→ DIRECTIONS:
Carry on the reader comments about the art market after their final sentence, keeping to the same topic.

→ DOCUMENT EXTRACT:
I think we have lost our mind as a society (and our values with it)
Probably the market was fueled by merchant banker's bonuses (rhyming slang intended) who have proved now they had more money than sense.
Art should involve both imagination and technical skill; both seem optional these days.
I agree.
We need fresh talent.
http://www.dailymail.co.uk/sciencet
But if there is a hint of truth to the statement that art reflects the soul of an era, I fear that we are seeing our souls revealed as stupid and greedy - with modern art reflecting the souls of the bankers and their all too willing victims.
Maybe some day someone will explain what it was about the Renaissance that produced outstanding visual arts, or about the Baroque/classical that produced outstanding music. But really, what would it take to see new works that resonate as deeply as those masterpieces?
Of course money is a profound necessity in the physical creation of any object and though 'Factory art',i.e. assistant artists involved in the execution of multiples or monumental work, has an age old pedigree, this stultifying climate of art judged the speculative onanism of todays aspiring Medicis, to say nothing of the equally onanistic artist/facilitators, should not be the guiding light.
"art judged BY the speculative onanism"
What I would like to see is an investigation into who is funding these "bids". Is it not in the interests of an artist, dealer or gallery to inflate the market value of the work?
My interest in this subject was raised when after "selling" many millions worth of "work" an artist was forced to make staff redundant?
The problem with it being an Art market first and foremost is that once people have started to invest in it, it becomes increasingly difficult to change anything. If all these people have been making or paying exorbitant sums for art which isn't particularly good, is anyone from the Art world really going to turn round and say, "Is it just me, or does anyone else reckon this is all a bit... well, rubbish?" and if other people started putting their hands up too saying "Thank god for that, all these years and I thought it was just me!" then the values would start to go down and there'd be a lot of unhappy artists and even more unhappy buyers. Perhaps this is why, despite believing there's been nobody of any substance since Bacon, Nahmad has chosen now to make his remarks - at a time when values are slipping anyway due to the crunch?

[Free-text object descriptions]
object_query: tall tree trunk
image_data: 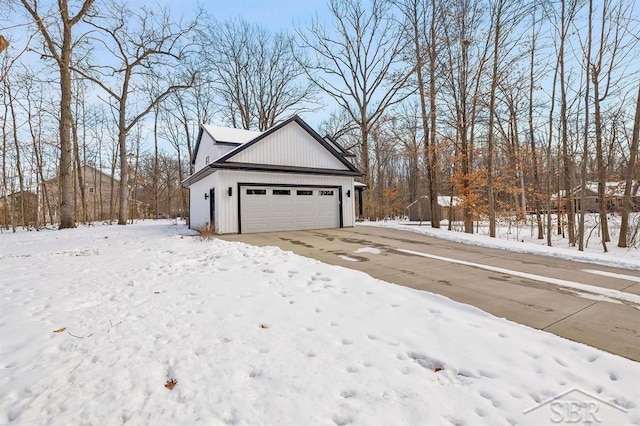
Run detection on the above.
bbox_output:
[153,107,160,219]
[618,83,640,247]
[429,0,440,228]
[487,1,502,238]
[578,0,596,251]
[7,85,26,228]
[527,6,551,240]
[558,0,576,247]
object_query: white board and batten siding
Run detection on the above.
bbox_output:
[194,124,260,171]
[214,170,355,234]
[228,122,346,170]
[189,173,218,229]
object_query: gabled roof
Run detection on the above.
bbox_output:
[324,135,356,157]
[184,115,362,185]
[191,124,262,164]
[202,124,262,144]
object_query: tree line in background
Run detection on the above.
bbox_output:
[0,0,640,251]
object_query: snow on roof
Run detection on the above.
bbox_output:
[202,124,262,143]
[551,181,638,201]
[438,195,462,207]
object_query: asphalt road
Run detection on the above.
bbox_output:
[220,226,640,361]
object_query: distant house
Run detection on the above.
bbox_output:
[551,181,640,213]
[40,165,125,223]
[406,195,463,222]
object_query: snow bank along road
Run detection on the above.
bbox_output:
[223,226,640,361]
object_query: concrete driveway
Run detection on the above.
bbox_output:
[220,226,640,361]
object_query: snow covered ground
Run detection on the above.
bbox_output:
[0,221,640,425]
[363,214,640,270]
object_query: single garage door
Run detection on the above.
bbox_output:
[240,186,340,234]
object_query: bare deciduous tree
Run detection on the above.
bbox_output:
[298,0,414,215]
[202,18,316,131]
[20,0,94,229]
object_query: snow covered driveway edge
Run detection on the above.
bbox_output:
[0,221,640,425]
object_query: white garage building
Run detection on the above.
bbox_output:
[184,116,362,234]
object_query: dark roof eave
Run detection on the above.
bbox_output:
[182,162,363,187]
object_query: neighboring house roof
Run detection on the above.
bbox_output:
[183,115,362,185]
[42,165,120,184]
[551,181,639,200]
[407,195,462,208]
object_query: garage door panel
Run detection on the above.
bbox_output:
[240,186,340,233]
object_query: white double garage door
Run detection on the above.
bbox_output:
[239,185,341,234]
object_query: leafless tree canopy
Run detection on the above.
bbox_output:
[202,18,316,130]
[0,0,640,250]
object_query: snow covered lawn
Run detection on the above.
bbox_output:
[0,221,640,425]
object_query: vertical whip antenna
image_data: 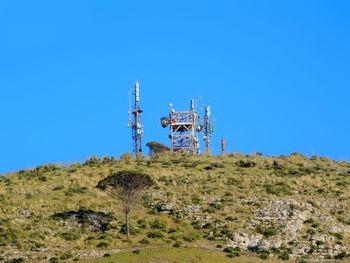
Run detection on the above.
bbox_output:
[203,106,214,154]
[128,80,143,156]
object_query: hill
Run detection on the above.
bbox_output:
[0,154,350,262]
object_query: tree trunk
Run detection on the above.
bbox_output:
[125,209,130,240]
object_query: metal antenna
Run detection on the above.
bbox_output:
[203,106,214,154]
[128,80,143,156]
[161,99,201,154]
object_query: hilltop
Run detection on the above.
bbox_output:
[0,154,350,262]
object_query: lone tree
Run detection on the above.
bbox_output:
[97,170,153,239]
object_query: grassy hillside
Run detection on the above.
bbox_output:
[0,154,350,262]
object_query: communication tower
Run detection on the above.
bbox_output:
[161,99,202,154]
[128,80,143,155]
[203,106,214,154]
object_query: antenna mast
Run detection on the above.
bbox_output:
[203,106,214,154]
[128,80,143,156]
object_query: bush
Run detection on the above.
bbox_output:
[236,160,256,168]
[182,232,202,242]
[147,230,164,238]
[139,238,150,245]
[60,251,73,260]
[256,225,278,238]
[223,247,241,258]
[173,240,182,247]
[259,250,270,259]
[151,218,166,231]
[146,142,170,156]
[120,153,134,164]
[334,251,349,259]
[59,231,80,241]
[265,182,293,195]
[49,257,58,263]
[96,241,108,248]
[278,251,289,260]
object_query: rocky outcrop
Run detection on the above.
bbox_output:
[228,200,349,259]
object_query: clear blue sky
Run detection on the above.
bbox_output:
[0,0,350,172]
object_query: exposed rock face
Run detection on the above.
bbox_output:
[228,200,349,259]
[52,210,112,231]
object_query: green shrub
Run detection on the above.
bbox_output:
[147,230,164,238]
[223,247,241,258]
[278,251,289,260]
[334,251,350,259]
[191,195,201,205]
[96,241,108,248]
[49,257,59,263]
[259,250,270,259]
[256,225,278,238]
[151,218,167,231]
[265,182,293,195]
[236,160,256,168]
[60,251,73,260]
[139,238,150,245]
[173,240,182,247]
[182,232,202,242]
[120,153,134,164]
[59,231,80,241]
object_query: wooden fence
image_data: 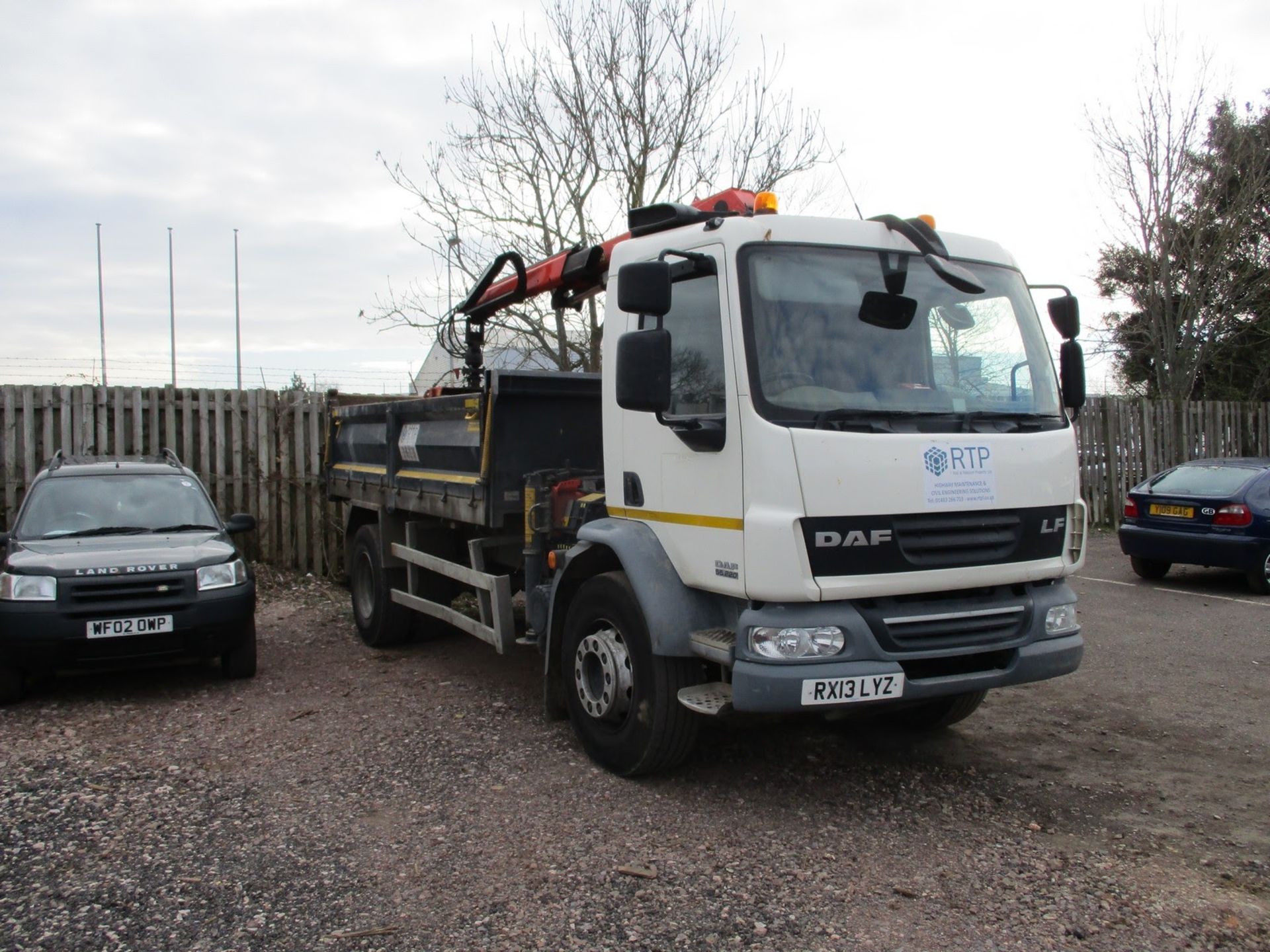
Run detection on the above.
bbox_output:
[0,385,341,574]
[0,385,1270,574]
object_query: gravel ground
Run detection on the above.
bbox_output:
[0,538,1270,952]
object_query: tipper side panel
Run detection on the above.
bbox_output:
[326,371,603,527]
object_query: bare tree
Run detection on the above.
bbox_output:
[368,0,833,370]
[1088,23,1267,400]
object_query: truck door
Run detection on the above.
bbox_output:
[609,245,745,595]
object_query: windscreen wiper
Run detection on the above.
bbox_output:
[961,410,1062,433]
[812,406,897,433]
[43,526,150,538]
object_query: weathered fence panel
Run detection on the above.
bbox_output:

→ ANSWER SPACE:
Just one other comment before I finish waffling - 'Art' as it stands today is essentially undemocratic insofar as literature, cinema, theatre, music and other areas of 'the arts' rely to a greater or lesser extent on the public. Art on the other. hand doesn't need us, in fact doesn't even want us (perish the though of being... ughhh, popular). Ultimately it's just a game for rich people and a few others who have figured out to play the system. I'm not saying the public at large should be the sole arbiters of worth (and in a world where the X Factor and its ilk exist, I should surely hope not) but when you look at some of the artists the general public have well and truly taken to heart over the decades and even centuries, are we really all that bad at recognising quality?
The unfortunate effect of the recent financial bubble has been that vastly overrated prices have been paid for work that will end up flushed down the toilet of history. Maybe some sanity will return to the art market.
The real art, i.e. expressions of society / beauty/ (whatever your definition of art ) is made by people with visual communication skills (natural or learned) and is to be seen in small exhibitions all over the world and above all on the internet where artists have discovered that they can show their work to the world without the costs of mounting an exhibition, which are crippling to any poor, unrecognized artist.
Sure there is a load of crap on the internet, but that is no different to any other era. If you enjoy interesting, moving and excellent art it can easily be found. The artists don't make anything much of the time, which makes it all the more art. Celebrity is one thing, art is another.
As a non-rich collector, this whole art-hype-bubble-burst-top-dealer-damien-h
And to those complaining about contemporary artists not being able to draw: I don't understand how that would be a necessary skill in video art ...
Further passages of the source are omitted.